== What you have to do ==
Return, exactly and in full, the lines of the records below starting at the one with "as [[30, 25]]." and ending at the one with "as [[15, 65]].", and no other lines.

== Source data ==
::::::::::

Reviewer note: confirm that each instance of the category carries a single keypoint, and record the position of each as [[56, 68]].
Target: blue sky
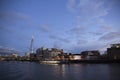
[[73, 25]]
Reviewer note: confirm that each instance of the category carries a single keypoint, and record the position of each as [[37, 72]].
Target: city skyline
[[73, 25]]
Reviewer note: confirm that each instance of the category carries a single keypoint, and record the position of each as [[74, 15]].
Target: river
[[17, 70]]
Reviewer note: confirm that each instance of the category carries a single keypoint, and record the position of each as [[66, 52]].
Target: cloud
[[59, 38], [4, 28], [45, 28], [88, 8], [71, 4], [110, 36]]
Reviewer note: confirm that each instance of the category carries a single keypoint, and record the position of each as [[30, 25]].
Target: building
[[114, 51], [77, 57], [90, 55], [48, 53]]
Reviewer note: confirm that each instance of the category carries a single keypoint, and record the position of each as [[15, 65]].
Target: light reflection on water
[[14, 70]]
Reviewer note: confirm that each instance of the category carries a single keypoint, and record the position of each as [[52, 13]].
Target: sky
[[72, 25]]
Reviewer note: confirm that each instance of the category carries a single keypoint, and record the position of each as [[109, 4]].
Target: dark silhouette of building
[[114, 51]]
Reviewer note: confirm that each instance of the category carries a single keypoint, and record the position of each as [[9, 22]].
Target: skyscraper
[[31, 45]]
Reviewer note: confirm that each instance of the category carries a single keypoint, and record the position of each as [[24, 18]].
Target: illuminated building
[[48, 53], [114, 51], [91, 55]]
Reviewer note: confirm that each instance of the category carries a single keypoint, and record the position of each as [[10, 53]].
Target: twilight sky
[[73, 25]]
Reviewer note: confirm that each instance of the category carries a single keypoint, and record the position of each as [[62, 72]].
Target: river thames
[[17, 70]]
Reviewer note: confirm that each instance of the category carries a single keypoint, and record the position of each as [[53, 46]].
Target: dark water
[[14, 70]]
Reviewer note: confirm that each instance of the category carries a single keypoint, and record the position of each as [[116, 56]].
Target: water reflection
[[36, 71]]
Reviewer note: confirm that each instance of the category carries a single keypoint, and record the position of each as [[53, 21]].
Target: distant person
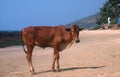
[[119, 22]]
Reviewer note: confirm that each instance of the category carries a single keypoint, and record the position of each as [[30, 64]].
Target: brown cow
[[57, 37]]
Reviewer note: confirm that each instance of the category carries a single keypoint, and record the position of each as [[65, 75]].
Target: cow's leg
[[29, 58], [55, 57]]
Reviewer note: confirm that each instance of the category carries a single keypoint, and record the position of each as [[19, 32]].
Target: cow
[[57, 37]]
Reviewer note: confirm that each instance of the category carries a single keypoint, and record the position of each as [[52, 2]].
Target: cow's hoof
[[58, 70]]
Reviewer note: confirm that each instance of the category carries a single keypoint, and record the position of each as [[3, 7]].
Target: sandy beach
[[97, 55]]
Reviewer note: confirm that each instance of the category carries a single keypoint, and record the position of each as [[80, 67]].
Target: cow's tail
[[23, 43]]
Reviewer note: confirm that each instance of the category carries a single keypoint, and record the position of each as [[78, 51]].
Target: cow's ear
[[68, 29], [81, 29]]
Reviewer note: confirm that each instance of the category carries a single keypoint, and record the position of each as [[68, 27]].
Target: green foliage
[[110, 9]]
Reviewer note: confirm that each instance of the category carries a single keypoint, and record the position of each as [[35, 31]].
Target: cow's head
[[75, 32]]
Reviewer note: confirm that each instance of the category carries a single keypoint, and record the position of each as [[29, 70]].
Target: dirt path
[[97, 55]]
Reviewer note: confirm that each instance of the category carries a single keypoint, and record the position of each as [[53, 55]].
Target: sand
[[97, 55]]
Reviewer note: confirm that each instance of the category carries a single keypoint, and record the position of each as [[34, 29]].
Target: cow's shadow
[[72, 68]]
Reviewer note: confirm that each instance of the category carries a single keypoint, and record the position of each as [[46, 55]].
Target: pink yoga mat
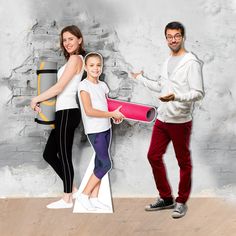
[[133, 111]]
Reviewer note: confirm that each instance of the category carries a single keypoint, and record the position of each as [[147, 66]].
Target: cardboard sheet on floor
[[104, 192]]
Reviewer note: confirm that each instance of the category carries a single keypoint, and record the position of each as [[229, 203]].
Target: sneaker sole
[[178, 216], [160, 208]]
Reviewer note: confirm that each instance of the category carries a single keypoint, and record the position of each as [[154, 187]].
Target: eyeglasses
[[176, 37]]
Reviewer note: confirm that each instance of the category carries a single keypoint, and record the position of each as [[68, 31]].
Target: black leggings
[[58, 150]]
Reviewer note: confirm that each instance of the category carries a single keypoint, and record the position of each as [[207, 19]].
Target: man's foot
[[96, 203], [161, 204], [179, 210], [61, 204], [85, 202]]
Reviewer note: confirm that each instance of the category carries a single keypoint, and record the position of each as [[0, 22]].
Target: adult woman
[[58, 150]]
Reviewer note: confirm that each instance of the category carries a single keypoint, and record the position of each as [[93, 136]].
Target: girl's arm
[[74, 66], [90, 111]]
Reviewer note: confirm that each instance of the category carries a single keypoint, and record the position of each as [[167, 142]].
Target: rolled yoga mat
[[47, 77], [133, 111]]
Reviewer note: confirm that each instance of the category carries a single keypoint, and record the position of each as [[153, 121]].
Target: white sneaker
[[179, 210], [96, 203], [61, 204], [75, 194], [85, 202]]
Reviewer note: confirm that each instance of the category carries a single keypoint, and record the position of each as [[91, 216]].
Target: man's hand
[[135, 75], [167, 98]]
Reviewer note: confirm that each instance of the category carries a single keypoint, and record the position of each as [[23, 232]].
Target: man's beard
[[175, 50]]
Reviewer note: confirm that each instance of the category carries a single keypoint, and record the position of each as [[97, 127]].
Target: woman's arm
[[90, 111], [74, 66]]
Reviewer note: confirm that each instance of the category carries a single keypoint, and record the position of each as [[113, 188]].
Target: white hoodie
[[187, 85]]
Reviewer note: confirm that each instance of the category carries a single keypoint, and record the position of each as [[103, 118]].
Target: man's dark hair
[[175, 25]]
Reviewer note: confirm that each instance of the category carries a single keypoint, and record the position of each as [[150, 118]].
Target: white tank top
[[67, 98]]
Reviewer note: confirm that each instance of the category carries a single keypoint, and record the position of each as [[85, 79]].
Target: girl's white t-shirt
[[67, 98], [97, 94]]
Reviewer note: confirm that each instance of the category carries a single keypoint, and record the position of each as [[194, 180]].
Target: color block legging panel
[[101, 145], [58, 150]]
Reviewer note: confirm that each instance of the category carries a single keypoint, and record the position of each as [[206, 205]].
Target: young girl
[[58, 150], [96, 119]]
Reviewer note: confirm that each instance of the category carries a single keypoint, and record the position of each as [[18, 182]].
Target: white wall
[[130, 35]]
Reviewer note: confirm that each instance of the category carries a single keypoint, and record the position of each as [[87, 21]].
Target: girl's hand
[[35, 105], [117, 121], [135, 75], [167, 98], [117, 115]]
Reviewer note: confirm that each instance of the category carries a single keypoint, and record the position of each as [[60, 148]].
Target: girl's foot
[[97, 204]]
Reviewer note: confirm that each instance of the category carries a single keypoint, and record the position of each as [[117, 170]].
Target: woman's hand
[[135, 75], [167, 98], [117, 115], [35, 105]]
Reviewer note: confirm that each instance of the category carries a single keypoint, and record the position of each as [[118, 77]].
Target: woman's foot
[[61, 204]]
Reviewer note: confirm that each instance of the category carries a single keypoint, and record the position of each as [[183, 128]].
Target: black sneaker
[[161, 204]]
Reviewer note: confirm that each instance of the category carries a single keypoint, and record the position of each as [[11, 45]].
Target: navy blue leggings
[[101, 144]]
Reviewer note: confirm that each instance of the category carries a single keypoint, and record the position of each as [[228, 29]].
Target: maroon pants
[[179, 134]]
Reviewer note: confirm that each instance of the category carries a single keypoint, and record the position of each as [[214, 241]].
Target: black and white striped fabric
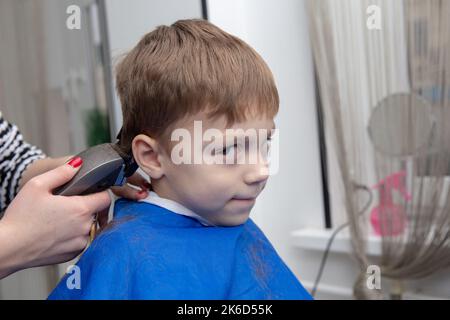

::::::::::

== Solution below ==
Reviewer note: confirm that each instance of the category carries a single keypoint, and record the position of each as [[30, 25]].
Target: building
[[114, 51], [77, 57], [90, 55], [48, 53]]
Reviewer note: confirm that each instance of the category carries a single keypoint, and record the position of each as [[15, 65]].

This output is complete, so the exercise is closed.